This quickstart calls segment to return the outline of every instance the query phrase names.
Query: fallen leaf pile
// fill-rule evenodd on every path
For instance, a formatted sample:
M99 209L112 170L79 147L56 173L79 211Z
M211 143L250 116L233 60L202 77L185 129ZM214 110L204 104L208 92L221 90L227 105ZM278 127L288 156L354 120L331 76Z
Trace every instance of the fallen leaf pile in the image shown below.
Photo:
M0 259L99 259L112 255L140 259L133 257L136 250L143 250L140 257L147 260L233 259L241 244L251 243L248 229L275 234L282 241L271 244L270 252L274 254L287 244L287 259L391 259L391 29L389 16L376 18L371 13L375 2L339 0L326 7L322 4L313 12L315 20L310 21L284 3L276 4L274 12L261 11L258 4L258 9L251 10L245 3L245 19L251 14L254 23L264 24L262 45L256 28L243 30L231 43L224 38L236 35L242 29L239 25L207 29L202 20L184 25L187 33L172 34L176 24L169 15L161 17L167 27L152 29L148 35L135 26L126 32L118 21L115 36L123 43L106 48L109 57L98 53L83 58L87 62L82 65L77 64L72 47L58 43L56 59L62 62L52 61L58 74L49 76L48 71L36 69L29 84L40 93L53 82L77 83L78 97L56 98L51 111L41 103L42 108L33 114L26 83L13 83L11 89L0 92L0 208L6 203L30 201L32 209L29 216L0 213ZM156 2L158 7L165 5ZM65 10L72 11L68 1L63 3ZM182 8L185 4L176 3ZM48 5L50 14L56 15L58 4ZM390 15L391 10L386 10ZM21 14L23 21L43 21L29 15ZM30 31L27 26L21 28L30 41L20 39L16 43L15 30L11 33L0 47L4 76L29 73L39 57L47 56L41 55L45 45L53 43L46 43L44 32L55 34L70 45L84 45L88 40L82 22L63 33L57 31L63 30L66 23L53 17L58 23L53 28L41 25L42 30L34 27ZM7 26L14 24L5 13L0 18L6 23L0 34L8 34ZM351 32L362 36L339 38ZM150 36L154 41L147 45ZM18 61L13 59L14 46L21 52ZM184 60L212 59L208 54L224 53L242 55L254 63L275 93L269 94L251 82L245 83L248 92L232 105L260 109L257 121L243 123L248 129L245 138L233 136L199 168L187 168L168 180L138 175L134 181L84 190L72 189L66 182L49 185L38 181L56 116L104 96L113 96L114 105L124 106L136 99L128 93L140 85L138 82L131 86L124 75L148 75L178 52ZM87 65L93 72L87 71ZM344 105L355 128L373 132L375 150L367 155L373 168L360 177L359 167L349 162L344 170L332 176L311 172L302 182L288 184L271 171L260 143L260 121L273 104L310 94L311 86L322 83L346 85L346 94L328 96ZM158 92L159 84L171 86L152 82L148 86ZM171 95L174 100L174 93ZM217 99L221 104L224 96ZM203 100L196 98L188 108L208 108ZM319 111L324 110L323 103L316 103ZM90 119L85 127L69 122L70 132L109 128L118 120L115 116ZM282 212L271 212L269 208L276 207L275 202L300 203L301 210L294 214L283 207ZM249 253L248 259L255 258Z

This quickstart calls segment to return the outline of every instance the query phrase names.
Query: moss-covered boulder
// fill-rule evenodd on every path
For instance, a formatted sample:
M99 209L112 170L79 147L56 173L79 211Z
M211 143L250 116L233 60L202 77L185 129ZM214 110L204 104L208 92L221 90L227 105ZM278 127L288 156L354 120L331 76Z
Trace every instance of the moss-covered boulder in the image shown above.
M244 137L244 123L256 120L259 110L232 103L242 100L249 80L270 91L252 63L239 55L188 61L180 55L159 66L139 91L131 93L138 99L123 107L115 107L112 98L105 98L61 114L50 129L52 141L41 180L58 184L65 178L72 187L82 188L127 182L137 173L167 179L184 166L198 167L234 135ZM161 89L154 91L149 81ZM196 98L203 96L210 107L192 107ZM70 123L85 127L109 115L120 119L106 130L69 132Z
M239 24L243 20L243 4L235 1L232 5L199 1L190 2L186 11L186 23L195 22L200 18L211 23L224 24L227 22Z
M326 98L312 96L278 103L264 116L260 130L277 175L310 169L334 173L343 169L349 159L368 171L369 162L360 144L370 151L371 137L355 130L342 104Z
● ● ● ●
▶ TASK
Word for word, write out the data.

▶ RESPONSE TO THE TASK
This quickstart calls segment to return the outline of every instance the query phrase names.
Query: fallen leaf pile
// fill-rule evenodd on every path
For instance, a formatted sample:
M99 209L112 170L79 147L56 173L79 211Z
M211 143L250 116L233 60L202 77L185 129ZM214 110L204 104L208 92L221 90L227 105ZM278 127L288 156L354 120L331 76Z
Trace every instance of the fallen leaf pile in the image shown below.
Photo:
M0 259L99 259L112 255L140 259L133 257L136 250L143 250L140 257L147 260L233 259L241 244L251 243L248 229L275 234L282 241L271 244L270 252L274 254L287 244L287 259L391 259L391 29L389 16L376 18L371 13L375 2L339 0L326 7L322 4L313 12L315 20L310 21L284 3L276 4L274 12L261 11L258 4L258 9L251 10L245 3L245 19L251 14L254 23L264 24L262 45L256 28L243 30L231 43L224 38L236 35L242 29L239 25L207 29L202 20L184 25L187 33L172 34L176 24L169 15L161 17L167 27L152 29L148 35L135 26L126 32L118 21L115 36L123 43L106 48L109 57L98 53L83 58L87 62L82 65L77 64L72 47L58 43L56 59L62 62L52 61L58 74L49 76L48 71L36 69L29 84L40 93L53 82L77 83L78 97L56 98L51 111L41 103L42 108L33 114L26 83L13 83L11 89L0 92L0 208L6 203L30 201L32 209L29 216L0 213ZM156 2L158 7L165 5ZM65 10L72 11L68 1L63 3ZM182 8L185 4L176 3ZM48 5L50 14L56 15L58 4ZM390 15L391 10L386 10ZM21 14L23 21L43 21L29 15ZM30 31L27 26L21 28L30 41L20 39L16 43L15 30L11 33L0 47L4 76L29 73L39 57L47 56L41 55L45 45L53 43L46 43L44 32L55 34L70 45L84 45L88 40L82 22L63 33L57 31L63 30L66 23L53 17L58 23L53 28L41 25L42 30L34 27ZM7 26L14 24L5 13L0 18L6 23L0 34L8 34ZM351 32L362 36L339 38ZM150 36L154 41L147 45ZM18 61L13 59L14 46L21 52ZM184 60L212 59L208 54L224 53L242 55L254 63L275 93L269 94L251 82L245 83L248 92L232 105L260 109L257 121L243 123L248 129L245 138L233 136L199 168L187 168L168 180L138 175L134 181L84 190L72 189L66 182L49 185L38 181L56 116L104 96L113 96L114 105L124 106L136 99L128 93L140 85L138 82L131 86L124 75L148 75L178 52ZM87 65L93 72L87 71ZM344 105L355 128L373 132L375 150L367 155L373 168L360 177L359 167L349 162L344 170L332 176L311 172L302 182L288 184L271 171L260 143L260 121L273 104L310 94L311 86L322 83L346 85L346 94L328 96ZM158 92L159 84L171 86L152 82L148 86ZM171 95L174 100L174 93ZM217 99L221 104L224 96ZM203 100L196 98L188 108L208 108ZM319 111L324 110L323 103L316 103ZM90 119L85 127L69 122L70 132L109 128L118 120L115 116ZM282 212L271 212L269 208L276 207L275 202L300 203L301 210L294 214L283 207ZM249 253L248 259L255 258Z

This quickstart calls segment to return the outline of every instance the query phrase names.
Query: moss-covered boulder
// fill-rule evenodd on every path
For instance, a formatted sample:
M99 209L112 170L79 147L56 173L79 211Z
M211 143L250 116L233 60L202 77L185 129ZM214 110L204 104L208 92L221 90L227 105ZM278 127L288 156L354 120L331 76Z
Trace every instance of the moss-covered boulder in the image shown above.
M244 137L244 123L256 120L259 110L232 103L242 100L249 80L270 91L252 63L239 55L188 61L180 55L159 66L139 91L131 93L138 99L123 107L115 107L112 98L105 98L61 114L50 129L52 141L41 180L58 184L65 178L72 187L82 188L127 182L137 173L167 179L184 166L198 167L234 135ZM161 89L154 91L149 81ZM196 98L203 96L210 107L192 107ZM70 123L85 127L109 115L120 119L106 130L69 132Z
M239 24L243 20L243 4L235 1L232 5L199 1L190 2L186 11L186 23L195 22L200 18L211 23L224 24L227 22Z
M326 98L312 96L278 103L264 116L260 130L277 175L310 169L334 173L343 169L349 159L368 171L369 162L360 144L370 151L371 137L355 130L342 104Z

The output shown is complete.